___ DATASET RECORDS

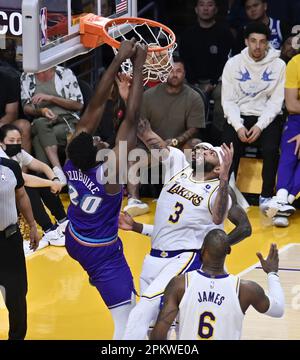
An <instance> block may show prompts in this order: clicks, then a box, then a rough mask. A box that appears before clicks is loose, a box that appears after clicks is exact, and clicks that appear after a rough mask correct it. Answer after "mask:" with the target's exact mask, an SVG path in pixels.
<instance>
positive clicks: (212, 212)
mask: <svg viewBox="0 0 300 360" xmlns="http://www.w3.org/2000/svg"><path fill="white" fill-rule="evenodd" d="M221 149H222V154H221V157H222V163H221V164H220V175H219V179H220V186H219V189H218V192H217V196H216V199H215V202H214V205H213V208H212V217H213V222H214V223H215V224H216V225H220V224H222V222H223V221H224V219H225V217H226V215H227V212H228V194H229V184H228V181H229V170H230V167H231V164H232V158H233V145H232V144H230V147H228V146H227V145H226V144H223V145H222V146H221Z"/></svg>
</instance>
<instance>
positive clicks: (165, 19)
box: [0, 0, 300, 244]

______

AIM OF THE TASK:
Show a copy of each line from the records above in which the string "instance" occurs.

YOUR SOLUTION:
An <instance> block may show prompts in this order: clicks, then a box, then a rough mask. A box that appears before clicks is loose, a box that appears after clicks is exact, and clicks that appear after a rough mask correct it. Answer after "mask:" with the target's exact mask, an SVG path in pixels.
<instance>
</instance>
<instance>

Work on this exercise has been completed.